───── EXERCISE DATA
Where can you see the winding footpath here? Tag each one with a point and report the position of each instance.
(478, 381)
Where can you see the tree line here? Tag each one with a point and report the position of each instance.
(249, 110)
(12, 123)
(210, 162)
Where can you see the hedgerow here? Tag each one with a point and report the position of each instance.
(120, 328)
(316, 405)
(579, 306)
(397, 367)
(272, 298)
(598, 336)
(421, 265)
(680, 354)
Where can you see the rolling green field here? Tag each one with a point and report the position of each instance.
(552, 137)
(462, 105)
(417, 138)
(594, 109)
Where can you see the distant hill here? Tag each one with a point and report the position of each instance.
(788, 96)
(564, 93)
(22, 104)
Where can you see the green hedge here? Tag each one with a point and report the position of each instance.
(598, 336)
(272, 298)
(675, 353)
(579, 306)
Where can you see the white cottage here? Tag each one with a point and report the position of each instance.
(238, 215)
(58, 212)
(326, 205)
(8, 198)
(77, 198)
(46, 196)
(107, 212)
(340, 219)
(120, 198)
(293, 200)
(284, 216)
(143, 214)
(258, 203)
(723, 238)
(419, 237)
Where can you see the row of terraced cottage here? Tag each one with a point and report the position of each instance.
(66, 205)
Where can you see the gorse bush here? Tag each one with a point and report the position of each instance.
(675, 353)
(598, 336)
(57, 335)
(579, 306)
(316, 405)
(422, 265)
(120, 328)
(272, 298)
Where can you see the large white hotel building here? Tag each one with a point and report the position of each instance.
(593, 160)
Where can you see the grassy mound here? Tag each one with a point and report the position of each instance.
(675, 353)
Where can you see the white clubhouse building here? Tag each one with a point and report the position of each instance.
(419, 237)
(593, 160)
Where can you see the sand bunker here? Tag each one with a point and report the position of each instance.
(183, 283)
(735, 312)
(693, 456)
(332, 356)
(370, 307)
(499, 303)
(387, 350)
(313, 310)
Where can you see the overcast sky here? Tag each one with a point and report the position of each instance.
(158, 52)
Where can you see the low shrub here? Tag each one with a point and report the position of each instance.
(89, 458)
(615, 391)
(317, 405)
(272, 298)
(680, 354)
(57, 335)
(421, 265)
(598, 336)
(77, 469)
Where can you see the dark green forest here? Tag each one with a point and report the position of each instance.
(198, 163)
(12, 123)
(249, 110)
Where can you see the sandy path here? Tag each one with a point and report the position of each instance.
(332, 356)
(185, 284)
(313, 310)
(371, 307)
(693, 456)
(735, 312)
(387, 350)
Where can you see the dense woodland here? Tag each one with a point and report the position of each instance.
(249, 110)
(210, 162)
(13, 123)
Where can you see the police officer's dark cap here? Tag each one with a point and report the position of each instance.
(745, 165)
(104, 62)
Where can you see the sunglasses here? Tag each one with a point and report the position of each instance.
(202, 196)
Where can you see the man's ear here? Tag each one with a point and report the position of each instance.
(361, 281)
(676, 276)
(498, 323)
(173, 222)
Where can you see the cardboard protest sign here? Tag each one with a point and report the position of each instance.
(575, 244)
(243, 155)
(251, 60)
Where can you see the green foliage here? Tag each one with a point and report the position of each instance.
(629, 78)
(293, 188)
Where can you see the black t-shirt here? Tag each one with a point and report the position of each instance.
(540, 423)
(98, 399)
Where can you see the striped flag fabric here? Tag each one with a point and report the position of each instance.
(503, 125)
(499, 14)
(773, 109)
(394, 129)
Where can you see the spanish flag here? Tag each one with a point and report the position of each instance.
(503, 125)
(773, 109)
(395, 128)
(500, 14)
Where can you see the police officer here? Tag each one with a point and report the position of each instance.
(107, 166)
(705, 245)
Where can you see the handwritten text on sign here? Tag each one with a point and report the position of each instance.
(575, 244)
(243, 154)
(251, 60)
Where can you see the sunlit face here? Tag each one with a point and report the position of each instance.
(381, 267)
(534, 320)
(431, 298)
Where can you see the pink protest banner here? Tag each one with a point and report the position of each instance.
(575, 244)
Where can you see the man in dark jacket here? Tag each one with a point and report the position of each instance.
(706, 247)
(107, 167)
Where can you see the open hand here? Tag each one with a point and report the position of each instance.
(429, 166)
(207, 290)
──────────
PROBLEM REQUIREMENTS: Arrange every line of the records above as a Markdown table with two columns, Row and Line. Number each row and leave out blank lines.

RESPONSE BELOW:
| Row | Line |
|---|---|
| 1 | Where can you see the winding footpath here? Tag each one with a point and report the position of each instance. |
| 2 | (478, 381) |
| 3 | Where can you see the tree line here? Tag each one with a point and report the position of each instance. |
| 4 | (249, 110) |
| 5 | (12, 123) |
| 6 | (210, 162) |
| 7 | Where can you see the hedgerow here? Tag each one with a point and report the position of each instance. |
| 8 | (120, 328) |
| 9 | (316, 405) |
| 10 | (579, 306) |
| 11 | (397, 367) |
| 12 | (272, 298) |
| 13 | (598, 336) |
| 14 | (421, 265) |
| 15 | (680, 354) |
| 16 | Where can you see the rolling green field here? Tag each one with a point and report the position of each instance. |
| 17 | (552, 137) |
| 18 | (462, 105) |
| 19 | (417, 138) |
| 20 | (594, 109) |
| 21 | Where can you see the distant hill here? Tag each one with a point and report the position of each instance. |
| 22 | (788, 96) |
| 23 | (564, 93) |
| 24 | (22, 104) |
| 25 | Where can you see the green hedge here? Tag each one with a point and report the position of each instance. |
| 26 | (598, 336) |
| 27 | (272, 298) |
| 28 | (675, 353) |
| 29 | (579, 306) |
| 30 | Where can you see the white cottage here? Tag each one with a point and report the position of each instance. |
| 31 | (238, 215) |
| 32 | (58, 212) |
| 33 | (326, 205) |
| 34 | (8, 198) |
| 35 | (77, 198) |
| 36 | (46, 196) |
| 37 | (107, 212) |
| 38 | (340, 219) |
| 39 | (120, 198) |
| 40 | (293, 200) |
| 41 | (284, 216) |
| 42 | (143, 214) |
| 43 | (258, 203) |
| 44 | (723, 238) |
| 45 | (419, 237) |
| 46 | Where can you see the row of terraced cottage here? Tag each one with a point and report the position of each instance. |
| 47 | (66, 205) |
| 48 | Where can you see the gorse bush here? Tag each one with a point and report the position of each instance. |
| 49 | (675, 353) |
| 50 | (598, 336) |
| 51 | (57, 335) |
| 52 | (579, 306) |
| 53 | (316, 405) |
| 54 | (422, 265) |
| 55 | (120, 328) |
| 56 | (272, 298) |
| 57 | Where can you see the large white hotel building here? Tag each one with a point and report the position of each instance. |
| 58 | (593, 160) |
| 59 | Where can you see the grassy mound here? Tag each one with a point and report the position of each instance. |
| 60 | (675, 353) |
| 61 | Where can you see the white clubhouse building here? Tag each one with a point and report the position of each instance. |
| 62 | (419, 237) |
| 63 | (593, 160) |
| 64 | Where can you see the sand bunker here? Tag each one with a point and report the position of each instance. |
| 65 | (183, 283) |
| 66 | (735, 312) |
| 67 | (693, 456) |
| 68 | (332, 356) |
| 69 | (370, 307) |
| 70 | (499, 303) |
| 71 | (387, 350) |
| 72 | (313, 310) |
| 73 | Where can you see the overcast sky here? Tag each one with a point and report the position of each instance. |
| 74 | (158, 52) |
| 75 | Where can you see the low shrub here? Tag each one with a point and report the position of each instance. |
| 76 | (89, 458) |
| 77 | (615, 391) |
| 78 | (317, 405) |
| 79 | (272, 298) |
| 80 | (680, 354) |
| 81 | (57, 335) |
| 82 | (421, 265) |
| 83 | (598, 336) |
| 84 | (77, 469) |
| 85 | Where can you see the dark green forest here? Tag each one with a point and report the position of each instance. |
| 86 | (198, 163) |
| 87 | (12, 123) |
| 88 | (249, 110) |
| 89 | Where can you see the sandy path here? Tag each one with a point and report the position of each instance. |
| 90 | (332, 356) |
| 91 | (185, 284) |
| 92 | (313, 310) |
| 93 | (371, 307) |
| 94 | (693, 456) |
| 95 | (735, 312) |
| 96 | (387, 350) |
| 97 | Where can you see the dense woodland here? Tag each one with a point and report the position of each instance. |
| 98 | (249, 110) |
| 99 | (210, 162) |
| 100 | (13, 123) |
| 101 | Where can you see the police officer's dark cap here? Tag each one with a point and report the position of each instance. |
| 102 | (745, 165) |
| 103 | (104, 62) |
| 104 | Where can you see the sunglasses here? Tag each one with a point and report the position of each instance. |
| 105 | (202, 196) |
| 106 | Where can you see the man's ear here? Tag each one with a point and report the position of each instance. |
| 107 | (361, 281) |
| 108 | (676, 276) |
| 109 | (498, 323) |
| 110 | (173, 222) |
| 111 | Where can you see the cardboard protest sign here? Tag each one with a point and report the position of each instance. |
| 112 | (575, 244) |
| 113 | (243, 155) |
| 114 | (251, 60) |
| 115 | Where can you see the green foliage here? Tag each one with a point and report the position of each instance. |
| 116 | (629, 78) |
| 117 | (293, 188) |
| 118 | Where can you see the black t-shirt here? Tag each one with a point and report the position of each instance. |
| 119 | (540, 423) |
| 120 | (98, 399) |
| 121 | Where can you see the striped flag fabric here? Tag each one with a point and report the position of each instance. |
| 122 | (503, 125) |
| 123 | (499, 14) |
| 124 | (773, 109) |
| 125 | (394, 129) |
| 126 | Where can you see the spanish flag here? Tag each one with a point and report the position of each instance. |
| 127 | (503, 125) |
| 128 | (773, 109) |
| 129 | (395, 128) |
| 130 | (500, 14) |
| 131 | Where can you see the police officer here? Tag each one with a point and report the position of each instance. |
| 132 | (107, 166) |
| 133 | (705, 245) |
| 134 | Where can you see the handwritten text on sign here? Tag each one with a point and report the position of each instance. |
| 135 | (575, 244) |
| 136 | (243, 154) |
| 137 | (251, 60) |
| 138 | Where can you see the sunlit face here? Tag each one with a point and report the position of each instance. |
| 139 | (381, 267) |
| 140 | (534, 320) |
| 141 | (431, 298) |
| 142 | Where can you see the pink protest banner here? Tag each one with a point and report the position of each instance. |
| 143 | (575, 244) |
| 144 | Where can you see the man in dark jacket here? Tag each one with a point and report the position of each instance. |
| 145 | (706, 247) |
| 146 | (107, 167) |
| 147 | Where can you see the open hand here? Tag each one with a point and report the position of each instance. |
| 148 | (429, 166) |
| 149 | (207, 290) |